### Условие задания:
Напишите продолжение приведённых ниже воспоминаний о Чехове, начиная сразу после их последнего предложения.

[Исходный текст]

Я несколько раз прочитывал рассказ «Тоска», и теперь, когда Чехов совсем ушел из жизни, я вспоминаю судьбу его, вспоминаю всего Чехова и не могу без волнения читать взятый им к этому рассказу эпиграф: «Кому повем печаль мою?..»
И — так случилось! — именно в последнее, предсмертное время настроение Чехова резко изменилось, — шире, светлее, выше тоном стало на душе его. Жизнь приласкала его, поманила к себе, — и не только славой и дарами ее, не только личным счастьем, но и широкими далями, новыми для Чехова светлыми перспективами, Изменилось его отношение к людям и фактам, иначе, в других красках встал пред ним мир…
В Чехове не было горьковской дерзости, горьковского озорства. Красивый, изящный, он был тихий, немного застенчивый, с негромким смешком, с медлительными движениями, с мягким, терпимым и немножко скептическим, насмешливым отношением к жизни и людям.
И дом свой устроил по своему вкусу, уютный, с маленькими комнатами. Мы начали строиться почти одновременно. Он дразнил меня, называл мой дом, высоко на горе, над Ялтой, откуда открывался великолепный, единственный вид в Ялте на море и на горы — «Вологодской губернией», а я называл его место — «дыра». Мне не нравилось выбранное место в дальней части неопрятно содержавшейся Аутки, в ложбине у пыльного шоссе, но у Чехова было уютнее и интимнее, в особенности, когда рассадил он свой прекрасный садик и пустынное место стало обжитым, забегали по садику две ласковые собачки и торжественно зашагала по двору цапля.
К политике Чехов относился равнодушно, пренебрежительно, даже можно сказать — немножко брезгливо. Он не любил заостренных политических людей, редко бывал в домах, где мог встретить их, услышать интеллигентские споры о политике.
Мы были с самого начала в добрых отношениях. Он сердечно подошел к нашей работе по устройству в Ялте безденежной туберкулезной публики, собирал пожертвования, часто обращался ко мне с просьбой устроить нуждающихся больных, которых присылали к нему московские знакомые, но наши отношения долго не делались интимными — мешала политика. Антон Павлович был более чем равнодушен к тому, что волновало меня, и был слишком мягок и терпим к людям, которые были непереносимы для меня, и на этой почве у нас возникала иногда временная отчужденность. К нему приезжали разные люди, пестрая публика.
Помню один неприятный случай. Как-то раз я встретил у него Меньшикова, нововременского, уже высказавшегося до конца Меньшикова. Чехов познакомил нас, Оставаться в обществе Меньшикова мне было неприятно, я прождал несколько минут и, отговорившись какими-то делами, ушел, не простившись с Меньшиковым. На другой день Чехов упрекал меня в нетерпимости, в том, что я обидел Меньшикова. В другой раз, по поводу беспорядков в Петербургском университете, в которых деятельное участие принимал мой сын, Чехов стал говорить, что эти бунтующие студенты завтра станут прокурорами по политическим делам, а когда я заметил, что в массе эти студенты, несомненно, будут больше подсудимыми, чем прокурорами, он пренебрежительно махнул рукой и не продолжал разговора.

[/Исходный текст]
[Записанные данные]

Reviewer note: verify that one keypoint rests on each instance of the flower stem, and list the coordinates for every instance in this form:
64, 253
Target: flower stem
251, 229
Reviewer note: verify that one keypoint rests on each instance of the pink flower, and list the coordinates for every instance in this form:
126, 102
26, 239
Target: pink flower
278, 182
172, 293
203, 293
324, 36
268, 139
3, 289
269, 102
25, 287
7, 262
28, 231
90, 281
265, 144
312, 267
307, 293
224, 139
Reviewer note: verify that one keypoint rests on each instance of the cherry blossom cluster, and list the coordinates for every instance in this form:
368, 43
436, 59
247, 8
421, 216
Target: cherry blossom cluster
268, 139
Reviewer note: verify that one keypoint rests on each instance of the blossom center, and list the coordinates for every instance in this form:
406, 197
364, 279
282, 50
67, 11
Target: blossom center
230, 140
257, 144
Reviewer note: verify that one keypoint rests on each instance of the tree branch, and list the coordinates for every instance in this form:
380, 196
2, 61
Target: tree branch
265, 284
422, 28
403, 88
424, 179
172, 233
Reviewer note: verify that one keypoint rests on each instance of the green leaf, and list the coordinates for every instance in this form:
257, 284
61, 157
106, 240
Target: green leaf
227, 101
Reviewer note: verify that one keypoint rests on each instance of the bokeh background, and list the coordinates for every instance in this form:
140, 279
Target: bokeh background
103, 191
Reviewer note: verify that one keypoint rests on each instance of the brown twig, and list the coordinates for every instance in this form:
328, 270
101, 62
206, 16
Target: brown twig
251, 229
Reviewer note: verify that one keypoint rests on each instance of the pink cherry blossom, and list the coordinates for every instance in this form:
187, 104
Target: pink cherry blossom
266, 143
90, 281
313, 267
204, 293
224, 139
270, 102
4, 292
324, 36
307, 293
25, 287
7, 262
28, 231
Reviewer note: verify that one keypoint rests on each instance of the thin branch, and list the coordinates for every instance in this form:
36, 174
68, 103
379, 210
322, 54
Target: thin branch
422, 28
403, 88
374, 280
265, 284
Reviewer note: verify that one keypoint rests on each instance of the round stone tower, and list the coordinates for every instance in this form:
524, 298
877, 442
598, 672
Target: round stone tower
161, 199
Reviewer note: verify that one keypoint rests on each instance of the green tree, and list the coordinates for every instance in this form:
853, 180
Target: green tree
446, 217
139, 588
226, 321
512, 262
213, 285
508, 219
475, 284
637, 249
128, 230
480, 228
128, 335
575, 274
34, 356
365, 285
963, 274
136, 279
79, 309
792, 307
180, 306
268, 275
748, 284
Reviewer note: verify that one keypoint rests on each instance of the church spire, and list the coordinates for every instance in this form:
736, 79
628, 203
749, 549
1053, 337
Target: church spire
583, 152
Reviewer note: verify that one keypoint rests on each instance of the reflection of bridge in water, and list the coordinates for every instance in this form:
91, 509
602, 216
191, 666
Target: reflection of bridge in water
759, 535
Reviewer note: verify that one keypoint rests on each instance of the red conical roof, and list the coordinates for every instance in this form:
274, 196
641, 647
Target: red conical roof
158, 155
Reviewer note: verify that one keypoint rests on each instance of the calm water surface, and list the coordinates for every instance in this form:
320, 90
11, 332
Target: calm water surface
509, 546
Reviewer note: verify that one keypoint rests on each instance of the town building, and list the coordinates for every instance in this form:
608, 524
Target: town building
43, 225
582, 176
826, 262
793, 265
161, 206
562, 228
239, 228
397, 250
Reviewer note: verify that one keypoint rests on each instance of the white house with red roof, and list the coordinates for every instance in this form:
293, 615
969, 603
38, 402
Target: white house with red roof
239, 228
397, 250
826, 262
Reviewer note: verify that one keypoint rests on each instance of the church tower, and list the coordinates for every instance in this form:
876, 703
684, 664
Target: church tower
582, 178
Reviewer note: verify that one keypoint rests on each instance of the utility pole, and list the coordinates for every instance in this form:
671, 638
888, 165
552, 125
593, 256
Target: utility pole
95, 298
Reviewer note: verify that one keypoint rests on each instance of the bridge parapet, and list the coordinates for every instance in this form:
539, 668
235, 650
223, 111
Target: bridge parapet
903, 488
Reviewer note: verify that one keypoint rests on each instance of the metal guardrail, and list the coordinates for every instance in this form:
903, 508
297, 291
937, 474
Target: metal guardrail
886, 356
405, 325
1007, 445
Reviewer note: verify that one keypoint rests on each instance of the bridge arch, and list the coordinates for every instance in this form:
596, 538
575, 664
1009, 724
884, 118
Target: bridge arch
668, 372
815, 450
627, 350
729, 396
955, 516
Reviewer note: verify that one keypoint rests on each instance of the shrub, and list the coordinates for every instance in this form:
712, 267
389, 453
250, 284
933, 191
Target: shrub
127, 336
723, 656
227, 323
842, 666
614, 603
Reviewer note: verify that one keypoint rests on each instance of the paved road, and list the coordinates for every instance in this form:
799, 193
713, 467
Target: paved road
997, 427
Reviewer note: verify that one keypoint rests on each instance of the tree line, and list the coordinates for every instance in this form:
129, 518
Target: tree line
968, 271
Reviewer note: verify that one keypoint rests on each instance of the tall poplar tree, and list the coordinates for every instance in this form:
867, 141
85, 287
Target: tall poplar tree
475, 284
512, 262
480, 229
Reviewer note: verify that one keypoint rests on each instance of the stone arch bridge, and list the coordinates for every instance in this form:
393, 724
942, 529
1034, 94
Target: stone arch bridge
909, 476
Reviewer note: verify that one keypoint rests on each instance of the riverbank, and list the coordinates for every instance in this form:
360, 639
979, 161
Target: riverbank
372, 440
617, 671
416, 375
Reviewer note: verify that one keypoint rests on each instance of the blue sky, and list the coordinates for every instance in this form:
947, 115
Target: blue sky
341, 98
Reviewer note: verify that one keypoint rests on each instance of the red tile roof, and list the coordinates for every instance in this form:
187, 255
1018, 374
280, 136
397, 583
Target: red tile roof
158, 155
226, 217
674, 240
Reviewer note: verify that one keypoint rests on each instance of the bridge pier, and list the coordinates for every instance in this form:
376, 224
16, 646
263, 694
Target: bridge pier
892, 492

[/Записанные данные]

### Поле ответа:
Это не значит, что Чехов был ближе к прокурорам, чем к подсудимым, не значит, что он не интересовался общественными делами, что равнодушно проходил мимо того, что совершалось кругом. Он был горячо предан общественной медицине, земскому школьному делу, известно, как много делал он в своем Мелихове, я знаю, как участливо относился он к нахлынувшему бедствию голода. На Сахалин он ездил не как турист, ради развлечения. И в Ялте он много и многим помогал, чем мог. Он был чуткий к чужим нуждам, добрый активной добротой и враг лжи, сытого самодовольства, враг обмана и насилия, но человек левитановских пейзажей, настроения не бунтующей музыки Чайковского, Чехов не любил громких криков, трубных звуков. Ему чуждо было все острое, повелительное, непреклонно требовательное — ему не сроден был бунт.
И вот пришло время, не стало прежнего Чехова… И случилось это как-то вдруг, неожиданно для меня. Поднимавшаяся бурная русская волна подняла и понесла с собой и Чехова. Он, отвертывавшийся от политики, весь ушел в политику, по-другому и не то стал читать в газетах, как и что читал раньше. Пессимистически и, во всяком случае, скептически настроенный Чехов стал верующим. Верующим не в то, что будет хорошая жизнь через двести лет, как говорили персонажи его произведений, а что эта хорошая жизнь для России придвинулась вплотную, что вот-вот сейчас перестроится вся Россия по-новому, светлому, радостному…
И весь он другой стал — оживленный, возбужденный, другие жесты явились у него, новая интонация послышалась в голосе.